**AIM**. Render every line of the records below as a numbered list, skipping any blank lines and omitting the pictures.

**EXTRACTED MATERIAL**.
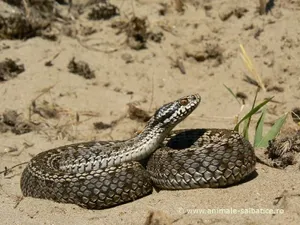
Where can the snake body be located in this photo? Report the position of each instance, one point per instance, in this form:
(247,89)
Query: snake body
(103,174)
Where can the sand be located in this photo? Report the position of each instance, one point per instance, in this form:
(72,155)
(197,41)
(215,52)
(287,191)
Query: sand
(205,39)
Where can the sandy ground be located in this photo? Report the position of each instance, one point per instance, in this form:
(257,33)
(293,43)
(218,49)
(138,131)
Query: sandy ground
(150,79)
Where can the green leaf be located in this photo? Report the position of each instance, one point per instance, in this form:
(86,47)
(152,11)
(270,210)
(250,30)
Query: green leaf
(252,112)
(259,128)
(248,120)
(272,132)
(231,92)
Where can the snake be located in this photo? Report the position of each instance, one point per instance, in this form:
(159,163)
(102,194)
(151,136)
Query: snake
(104,174)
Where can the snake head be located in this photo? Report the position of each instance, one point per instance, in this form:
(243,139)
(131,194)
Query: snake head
(170,114)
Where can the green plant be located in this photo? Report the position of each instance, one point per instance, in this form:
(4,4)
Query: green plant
(259,139)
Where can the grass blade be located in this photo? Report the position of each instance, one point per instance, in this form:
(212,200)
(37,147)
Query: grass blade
(253,111)
(231,92)
(259,128)
(247,121)
(273,131)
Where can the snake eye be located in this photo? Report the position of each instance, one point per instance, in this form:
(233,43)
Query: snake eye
(184,101)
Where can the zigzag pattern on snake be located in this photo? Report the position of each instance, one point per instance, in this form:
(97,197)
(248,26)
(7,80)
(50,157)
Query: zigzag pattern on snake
(103,174)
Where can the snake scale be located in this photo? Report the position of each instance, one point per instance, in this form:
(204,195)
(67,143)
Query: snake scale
(103,174)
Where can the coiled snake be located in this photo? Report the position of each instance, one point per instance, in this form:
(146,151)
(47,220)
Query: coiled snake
(101,174)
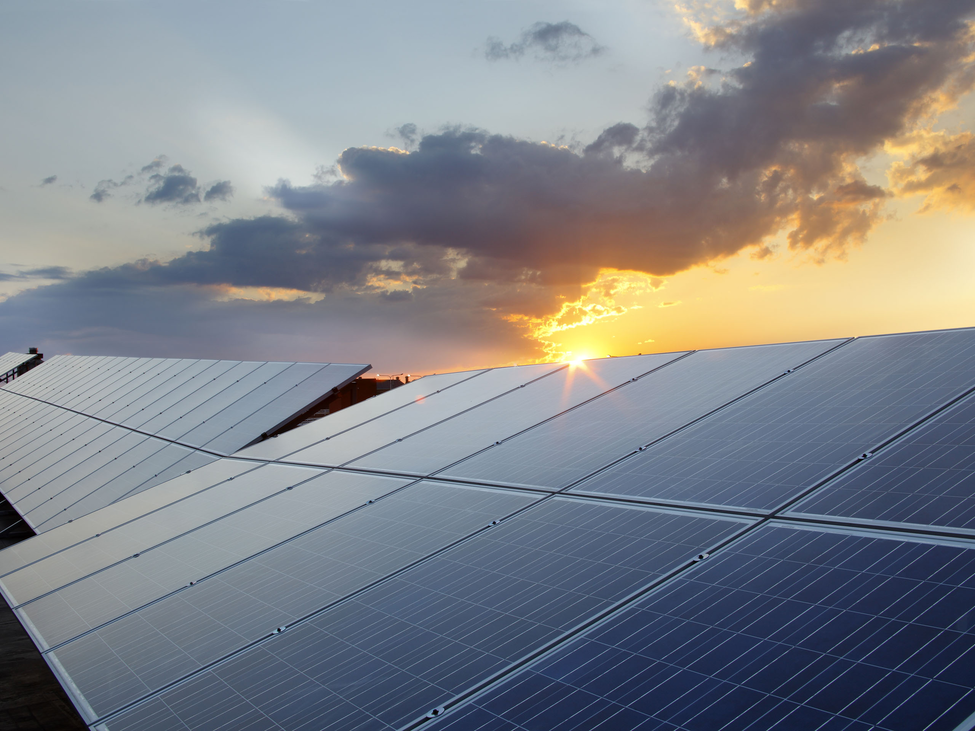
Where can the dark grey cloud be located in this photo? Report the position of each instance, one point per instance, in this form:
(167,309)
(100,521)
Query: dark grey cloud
(114,311)
(176,185)
(560,42)
(219,191)
(471,230)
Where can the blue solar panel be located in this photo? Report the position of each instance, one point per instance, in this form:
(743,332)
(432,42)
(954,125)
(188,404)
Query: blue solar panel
(784,629)
(771,446)
(927,478)
(409,644)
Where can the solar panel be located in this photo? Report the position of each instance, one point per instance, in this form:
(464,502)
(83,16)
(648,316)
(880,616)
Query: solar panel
(403,647)
(924,479)
(665,587)
(194,627)
(387,428)
(464,434)
(567,449)
(363,413)
(157,570)
(778,442)
(784,629)
(120,513)
(75,450)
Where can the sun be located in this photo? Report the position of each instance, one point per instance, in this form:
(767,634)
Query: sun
(576,359)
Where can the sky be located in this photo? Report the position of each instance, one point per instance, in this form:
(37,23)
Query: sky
(435,186)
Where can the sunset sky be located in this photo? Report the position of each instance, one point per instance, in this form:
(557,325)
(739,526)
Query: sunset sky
(433,186)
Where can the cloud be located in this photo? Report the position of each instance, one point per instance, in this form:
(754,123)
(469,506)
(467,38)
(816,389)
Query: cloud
(219,191)
(503,241)
(103,190)
(940,166)
(53,272)
(114,311)
(559,42)
(172,185)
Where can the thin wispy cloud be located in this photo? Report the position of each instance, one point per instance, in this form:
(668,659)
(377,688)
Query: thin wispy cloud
(161,183)
(562,42)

**SOLUTION TO THE EXERCISE**.
1. Where can the snake body be located in this photo? Report the position of each instance, one point per instance, in this form:
2. (247,89)
3. Query: snake body
4. (103,174)
5. Where can the sand be located in this photo? Report the position of each instance, one point per instance, in this form:
6. (72,155)
7. (197,41)
8. (215,52)
9. (287,191)
10. Query: sand
11. (205,39)
12. Where can the sandy ground be located in this photo? Report the position of each instance, one point per instance, in this form:
13. (257,33)
14. (293,43)
15. (218,49)
16. (138,131)
17. Query: sandy ground
18. (150,79)
19. Where can the green leaf be located in this photo? Report the position of each instance, one point per instance, in this form:
20. (86,47)
21. (152,11)
22. (270,210)
23. (250,30)
24. Query: green leaf
25. (252,112)
26. (259,128)
27. (248,120)
28. (272,132)
29. (231,92)
30. Where can the snake be located in this photo? Report the position of each instance, one point per instance, in this form:
31. (159,163)
32. (102,194)
33. (151,136)
34. Query: snake
35. (104,174)
36. Where can the snake head be located in this photo? Report the position of each instance, one point per instance, in this form:
37. (243,139)
38. (131,194)
39. Query: snake head
40. (170,114)
41. Where can the green plant be located in this photo? Report the position of each instance, one point per instance, in this form:
42. (4,4)
43. Query: green plant
44. (259,139)
45. Where can the grass blade be located in this photo? Report the position of each instance, one point per instance, in this form:
46. (212,200)
47. (37,147)
48. Query: grass blade
49. (253,111)
50. (231,92)
51. (259,128)
52. (247,121)
53. (273,131)
54. Where can the snake eye be located in this photo? Report the position of each instance, one point per instance, in this form:
55. (233,43)
56. Query: snake eye
57. (184,101)
58. Where can the zigzag pattern on snake be located in this photo? Report the position of each instance, one point per instance, in this form:
59. (97,197)
60. (248,26)
61. (7,80)
62. (50,157)
63. Query: zigzag pattern on snake
64. (103,174)
65. Where can the snake scale be located in this photo? Report the position of each instance, one point per instance, in this form:
66. (204,195)
67. (67,143)
68. Query: snake scale
69. (103,174)
70. Where can the coiled snake be located in this photo? Report the position of each instance, one point per instance, in this form:
71. (146,151)
72. (47,220)
73. Query: coiled snake
74. (101,174)
75. Where can the dark grey cloud be located in this photo? Report the position of each instance, one point per instance, in this form:
76. (167,309)
77. (100,521)
78. Query: dark grey cloud
79. (114,311)
80. (176,185)
81. (560,42)
82. (219,191)
83. (471,230)
84. Where can the blue solar panel be located in this photo? Report the position of each instance, one point per instance, in this form:
85. (743,332)
86. (432,42)
87. (954,125)
88. (188,404)
89. Query: blue solar panel
90. (784,629)
91. (771,446)
92. (927,478)
93. (409,644)
94. Where can the solar panel be located in this photo? Report the position of each instance, one point per instance, in this form:
95. (464,502)
96. (83,16)
97. (648,316)
98. (880,616)
99. Query: solar panel
100. (403,647)
101. (924,479)
102. (665,587)
103. (194,627)
104. (387,428)
105. (464,434)
106. (567,449)
107. (363,413)
108. (157,570)
109. (778,442)
110. (784,629)
111. (120,513)
112. (75,450)
113. Where can the sun be located in this photo? Report the position of each instance, one point per instance, in this form:
114. (767,634)
115. Query: sun
116. (576,359)
117. Where can the sky be located in this photo? Report the position of each instance, one point per instance, in this form:
118. (37,23)
119. Query: sky
120. (435,186)
121. Where can the sunset sky be located in this photo? Report the position of each instance, one point per instance, in this form:
122. (557,325)
123. (739,526)
124. Query: sunset sky
125. (433,186)
126. Where can the cloud be located in this photo? Report the position of each instance, one point per instance, in this form:
127. (754,123)
128. (469,506)
129. (467,38)
130. (816,389)
131. Query: cloud
132. (219,191)
133. (503,241)
134. (103,190)
135. (940,166)
136. (53,272)
137. (114,311)
138. (559,42)
139. (172,185)
140. Where can the thin wispy cloud be located in this photo? Report the position of each instance, one point per instance, in this form:
141. (668,659)
142. (377,688)
143. Query: thin wispy cloud
144. (161,183)
145. (562,42)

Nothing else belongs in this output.